- What to produce -
Copy word for word the part of the skin cancer article below from "Immunotherapy revolution" to "our own tissues.".

Skin cancer: Pair of drugs 'eliminate 20% of tumours'
- Published
A fifth of people with advanced melanoma have no sign of tumours in their body after treatment with a pair of immunotherapy drugs, a study shows.
The first survival data on using ipilimumab and nivolumab in combination showed 69% of patients, in a trial on 142, were still alive after two years.
UK doctors leading the trial said the results were "very encouraging".
Melanoma, the most serious form of skin cancer, is the sixth most common cancer in the UK
It kills more than 2,000 people in Britain each year.
Data from a separate melanoma study on Merck's immunotherapy pembrolizumab also showed an increase in survival.
The drug also works by cutting the immune system's brakes.
The results of an early stage trial, published in the Journal of the American Medical Association, external, showed a third of patients lived for 12 months with no sign of the tumour growing.
Immunotherapy revolution
The immune system is a powerful defence against infection. However, there are many "brakes" built in to stop it attacking our own tissues.
Cancer - which is a corrupted version of healthy tissue - can take advantage of those brakes to evade assault.
Ipilimumab and nivolumab are designed to cut the brakes.
Both have become standard therapies in melanoma, but most researchers believe combination therapy will be essential.
The trial showed the survival rate after two years for ipilimumab alone was 53% and no patient's tumours had completely disappeared.

- Data -
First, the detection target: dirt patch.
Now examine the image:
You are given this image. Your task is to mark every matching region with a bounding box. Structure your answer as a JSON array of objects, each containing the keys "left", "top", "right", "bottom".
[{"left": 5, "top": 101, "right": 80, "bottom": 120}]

- Solution for this task -
Immunotherapy revolution
The immune system is a powerful defence against infection. However, there are many "brakes" built in to stop it attacking our own tissues.